SET PROBLEM 1:
Answer these questions about the dive trip account.
(a) At which airport did the plane from Antigua land instead of Cane Field?
(b) How many extra hours of transportation did that landing cost?
(c) Which manual was read from home before the first theory lesson?
SET PROBLEM 2: Quote the dive trip account word for word, everything from "The morning after" down to "was something extraordinary.".

PASSAGE TO READ:

[Begin]

I contacted several different travel agencies. Some of them tried to send me to Santo Domingo, and I had to tell them that Santo Domingo is in the "Dominican Republic" and that the airport was supposed to be Melville Hall or Canefield. The hotel and dive center was contacted and I was able to get a reasonable price for both the diving and lodging.
Thursday February 27th was the day I was leaving. I do not usually suffer from travel feber, but this time I did. The trip though went as planned except that the plane from Antigua did not land at Cane Field as planned but on Melville Hall, which is far up north on the island. That cost me another 2 hours of transportation, but it felt nice to be back on the hotel and see familiar faces.
The morning after was my first theory lesson. I had read the "PADI Open Water Manual" from home. I then took the confined water sessions and then the open water sessions. The confined water sessions were done outside the beach right in front of the dive center and between the tests we enjoyed the schools of small fish passing by. After I completed my Open Water my divemaster suggested that I continue with an Advanced Open Water course and so I did. The Advanced Open Water course included a nightdive, underwater navigation and a deep dive. Beside I took an underwater naturalist dive and a drift dive. I liked all of it, but learning about the species on the underwater naturalist dive and the bright colors on the night dive was something extraordinary.

[End]

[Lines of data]
[Begin]

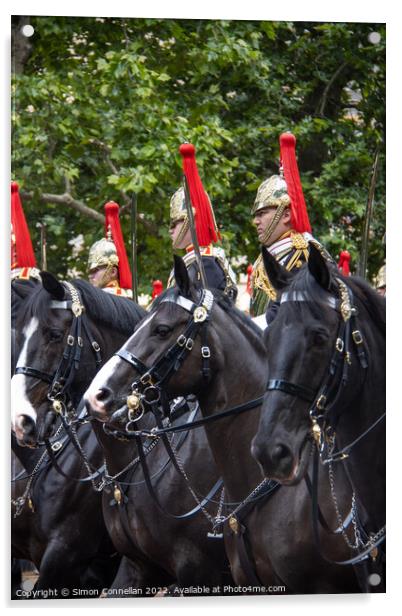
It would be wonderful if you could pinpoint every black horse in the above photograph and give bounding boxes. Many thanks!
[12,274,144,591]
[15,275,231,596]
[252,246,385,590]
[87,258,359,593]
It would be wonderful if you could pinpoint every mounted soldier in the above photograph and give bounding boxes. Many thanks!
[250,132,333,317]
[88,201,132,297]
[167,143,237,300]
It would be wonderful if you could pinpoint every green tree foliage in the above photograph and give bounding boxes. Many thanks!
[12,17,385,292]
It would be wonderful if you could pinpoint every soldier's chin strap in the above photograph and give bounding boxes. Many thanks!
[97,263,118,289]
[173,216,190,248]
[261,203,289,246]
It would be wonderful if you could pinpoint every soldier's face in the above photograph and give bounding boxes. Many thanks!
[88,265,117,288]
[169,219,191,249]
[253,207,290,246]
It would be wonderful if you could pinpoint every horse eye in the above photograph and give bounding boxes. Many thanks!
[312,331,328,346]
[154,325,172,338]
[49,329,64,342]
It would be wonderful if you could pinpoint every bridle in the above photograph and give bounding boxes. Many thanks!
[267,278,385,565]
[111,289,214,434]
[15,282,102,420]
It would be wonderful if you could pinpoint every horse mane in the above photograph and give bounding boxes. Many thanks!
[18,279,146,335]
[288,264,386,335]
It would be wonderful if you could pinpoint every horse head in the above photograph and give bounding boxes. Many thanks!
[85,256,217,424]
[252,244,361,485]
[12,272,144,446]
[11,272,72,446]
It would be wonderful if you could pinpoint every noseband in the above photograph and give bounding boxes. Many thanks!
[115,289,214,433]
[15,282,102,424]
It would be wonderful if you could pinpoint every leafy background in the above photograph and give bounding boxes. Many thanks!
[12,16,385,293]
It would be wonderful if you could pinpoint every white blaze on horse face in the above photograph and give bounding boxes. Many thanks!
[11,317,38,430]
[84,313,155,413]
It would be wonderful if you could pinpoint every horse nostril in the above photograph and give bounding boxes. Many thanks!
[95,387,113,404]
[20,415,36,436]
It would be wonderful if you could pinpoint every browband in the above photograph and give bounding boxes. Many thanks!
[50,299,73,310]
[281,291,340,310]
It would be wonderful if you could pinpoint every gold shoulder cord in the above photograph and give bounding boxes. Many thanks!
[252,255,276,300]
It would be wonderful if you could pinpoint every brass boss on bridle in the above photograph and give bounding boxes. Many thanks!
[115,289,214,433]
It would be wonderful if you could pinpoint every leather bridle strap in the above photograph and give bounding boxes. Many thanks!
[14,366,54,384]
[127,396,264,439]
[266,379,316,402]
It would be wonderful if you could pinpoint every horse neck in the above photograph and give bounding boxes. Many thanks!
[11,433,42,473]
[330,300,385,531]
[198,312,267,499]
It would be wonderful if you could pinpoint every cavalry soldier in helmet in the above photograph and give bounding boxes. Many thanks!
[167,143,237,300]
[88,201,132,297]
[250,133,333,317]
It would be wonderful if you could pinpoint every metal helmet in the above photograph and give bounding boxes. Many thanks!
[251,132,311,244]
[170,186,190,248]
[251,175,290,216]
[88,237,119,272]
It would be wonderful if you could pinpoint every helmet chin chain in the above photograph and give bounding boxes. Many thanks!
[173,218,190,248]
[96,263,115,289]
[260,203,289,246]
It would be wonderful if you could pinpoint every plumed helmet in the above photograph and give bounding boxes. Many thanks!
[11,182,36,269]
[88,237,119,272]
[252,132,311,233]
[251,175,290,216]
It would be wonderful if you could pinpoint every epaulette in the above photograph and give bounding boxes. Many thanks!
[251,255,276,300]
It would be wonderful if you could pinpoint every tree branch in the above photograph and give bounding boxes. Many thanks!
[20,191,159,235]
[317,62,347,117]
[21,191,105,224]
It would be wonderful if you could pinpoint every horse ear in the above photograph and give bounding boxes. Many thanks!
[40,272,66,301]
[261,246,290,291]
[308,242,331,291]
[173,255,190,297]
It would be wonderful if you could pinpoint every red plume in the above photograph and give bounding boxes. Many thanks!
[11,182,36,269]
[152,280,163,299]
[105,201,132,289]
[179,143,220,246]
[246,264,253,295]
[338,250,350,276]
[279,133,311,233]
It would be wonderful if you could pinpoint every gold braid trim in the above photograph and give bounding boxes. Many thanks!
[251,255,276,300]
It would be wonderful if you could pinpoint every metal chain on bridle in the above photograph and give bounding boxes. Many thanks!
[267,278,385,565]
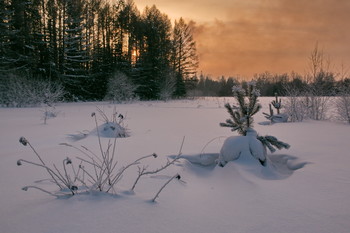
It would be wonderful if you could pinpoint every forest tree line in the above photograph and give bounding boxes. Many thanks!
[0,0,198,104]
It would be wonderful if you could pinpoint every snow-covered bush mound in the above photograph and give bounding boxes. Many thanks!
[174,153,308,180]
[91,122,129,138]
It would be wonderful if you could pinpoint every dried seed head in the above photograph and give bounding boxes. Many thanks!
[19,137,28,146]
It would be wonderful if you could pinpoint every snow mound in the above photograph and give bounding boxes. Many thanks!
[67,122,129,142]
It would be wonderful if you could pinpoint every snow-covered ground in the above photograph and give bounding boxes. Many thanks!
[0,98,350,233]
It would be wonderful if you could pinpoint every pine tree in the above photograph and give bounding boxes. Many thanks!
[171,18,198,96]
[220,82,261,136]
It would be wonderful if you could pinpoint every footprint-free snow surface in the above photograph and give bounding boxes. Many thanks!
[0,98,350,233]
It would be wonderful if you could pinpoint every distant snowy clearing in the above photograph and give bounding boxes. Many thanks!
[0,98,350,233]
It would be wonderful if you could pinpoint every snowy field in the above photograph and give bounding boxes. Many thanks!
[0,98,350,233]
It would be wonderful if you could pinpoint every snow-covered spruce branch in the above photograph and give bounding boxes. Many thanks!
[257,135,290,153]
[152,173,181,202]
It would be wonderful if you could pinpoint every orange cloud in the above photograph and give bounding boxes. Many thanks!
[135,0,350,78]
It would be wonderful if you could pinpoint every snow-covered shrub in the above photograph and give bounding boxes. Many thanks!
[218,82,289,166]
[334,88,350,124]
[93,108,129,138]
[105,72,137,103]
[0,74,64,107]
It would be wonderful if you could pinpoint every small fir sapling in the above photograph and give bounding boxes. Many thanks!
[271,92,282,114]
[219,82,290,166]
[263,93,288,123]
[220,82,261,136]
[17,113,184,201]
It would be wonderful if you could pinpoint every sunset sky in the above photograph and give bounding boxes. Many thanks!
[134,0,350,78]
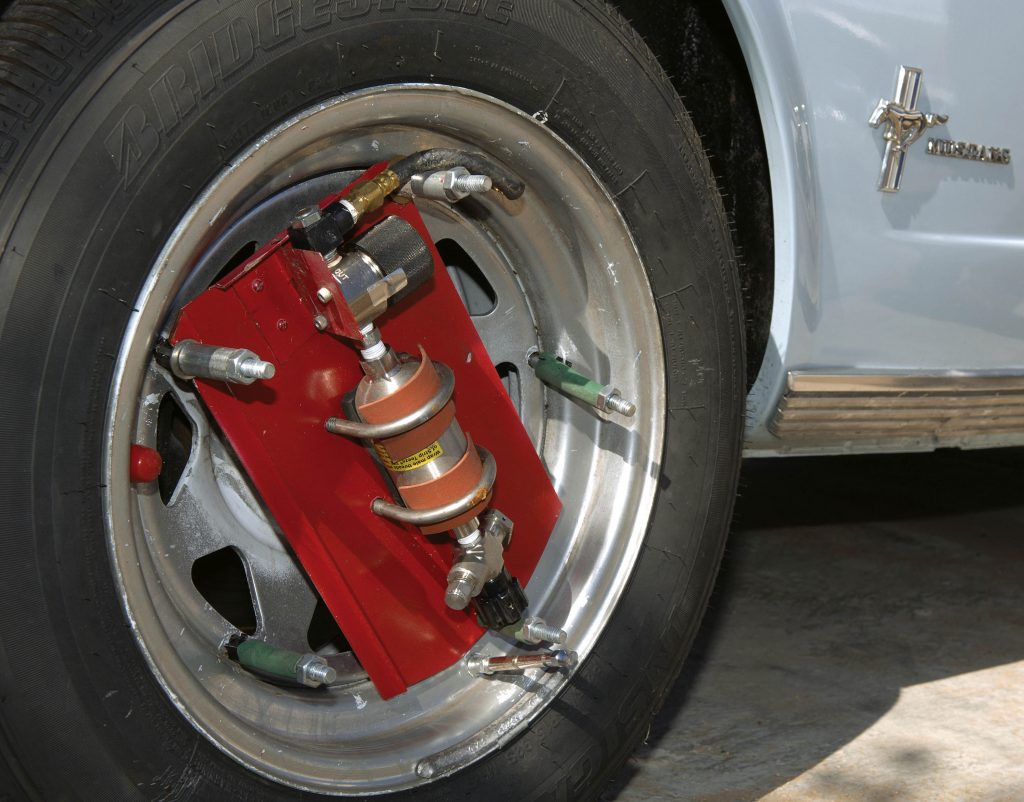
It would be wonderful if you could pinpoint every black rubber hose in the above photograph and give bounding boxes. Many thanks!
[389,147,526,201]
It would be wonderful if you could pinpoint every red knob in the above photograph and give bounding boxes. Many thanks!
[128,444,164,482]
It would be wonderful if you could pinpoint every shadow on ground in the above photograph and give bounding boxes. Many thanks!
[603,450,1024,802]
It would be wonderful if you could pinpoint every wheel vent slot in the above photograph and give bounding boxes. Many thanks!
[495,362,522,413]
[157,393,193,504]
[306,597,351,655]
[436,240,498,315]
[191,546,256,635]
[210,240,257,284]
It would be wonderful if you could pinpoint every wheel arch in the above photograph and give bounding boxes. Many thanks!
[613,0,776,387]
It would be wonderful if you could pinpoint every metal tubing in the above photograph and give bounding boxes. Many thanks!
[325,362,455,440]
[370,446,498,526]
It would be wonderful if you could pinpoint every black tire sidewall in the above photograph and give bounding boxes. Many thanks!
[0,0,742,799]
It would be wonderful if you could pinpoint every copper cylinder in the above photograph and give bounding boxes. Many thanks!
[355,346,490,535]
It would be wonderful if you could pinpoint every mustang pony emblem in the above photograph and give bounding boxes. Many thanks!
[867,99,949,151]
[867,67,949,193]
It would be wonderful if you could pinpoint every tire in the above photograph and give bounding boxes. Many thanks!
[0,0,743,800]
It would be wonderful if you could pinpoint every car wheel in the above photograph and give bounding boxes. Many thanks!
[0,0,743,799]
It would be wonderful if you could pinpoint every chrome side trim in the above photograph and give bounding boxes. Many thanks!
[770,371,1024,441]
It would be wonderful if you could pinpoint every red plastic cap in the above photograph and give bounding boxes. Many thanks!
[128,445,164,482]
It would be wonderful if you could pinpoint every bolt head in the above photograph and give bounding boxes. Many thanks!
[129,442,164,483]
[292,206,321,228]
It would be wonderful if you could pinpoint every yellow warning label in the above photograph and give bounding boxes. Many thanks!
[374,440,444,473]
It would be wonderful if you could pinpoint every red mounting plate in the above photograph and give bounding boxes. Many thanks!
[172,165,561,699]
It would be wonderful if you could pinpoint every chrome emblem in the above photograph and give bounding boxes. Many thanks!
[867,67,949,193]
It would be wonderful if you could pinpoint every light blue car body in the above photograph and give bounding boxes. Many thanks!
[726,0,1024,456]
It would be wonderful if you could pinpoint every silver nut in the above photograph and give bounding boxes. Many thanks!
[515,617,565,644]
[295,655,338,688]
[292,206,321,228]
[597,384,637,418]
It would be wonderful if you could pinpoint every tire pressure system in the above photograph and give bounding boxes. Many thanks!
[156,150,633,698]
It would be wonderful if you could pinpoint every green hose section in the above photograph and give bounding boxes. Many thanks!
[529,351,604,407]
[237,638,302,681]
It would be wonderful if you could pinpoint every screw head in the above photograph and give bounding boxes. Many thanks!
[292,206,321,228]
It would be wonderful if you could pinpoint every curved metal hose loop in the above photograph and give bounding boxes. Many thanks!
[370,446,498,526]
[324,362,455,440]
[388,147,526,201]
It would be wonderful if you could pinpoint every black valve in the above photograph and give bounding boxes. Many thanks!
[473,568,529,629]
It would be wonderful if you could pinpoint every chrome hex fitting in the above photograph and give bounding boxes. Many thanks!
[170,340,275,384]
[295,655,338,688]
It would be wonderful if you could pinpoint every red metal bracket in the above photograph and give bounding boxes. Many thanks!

[End]

RESULT 1:
(a) Melville Hall
(b) 2 hours
(c) The "PADI Open Water Manual"

RESULT 2:
The morning after was my first theory lesson. I had read the "PADI Open Water Manual" from home. I then took the confined water sessions and then the open water sessions. The confined water sessions were done outside the beach right in front of the dive center and between the tests we enjoyed the schools of small fish passing by. After I completed my Open Water my divemaster suggested that I continue with an Advanced Open Water course and so I did. The Advanced Open Water course included a nightdive, underwater navigation and a deep dive. Beside I took an underwater naturalist dive and a drift dive. I liked all of it, but learning about the species on the underwater naturalist dive and the bright colors on the night dive was something extraordinary.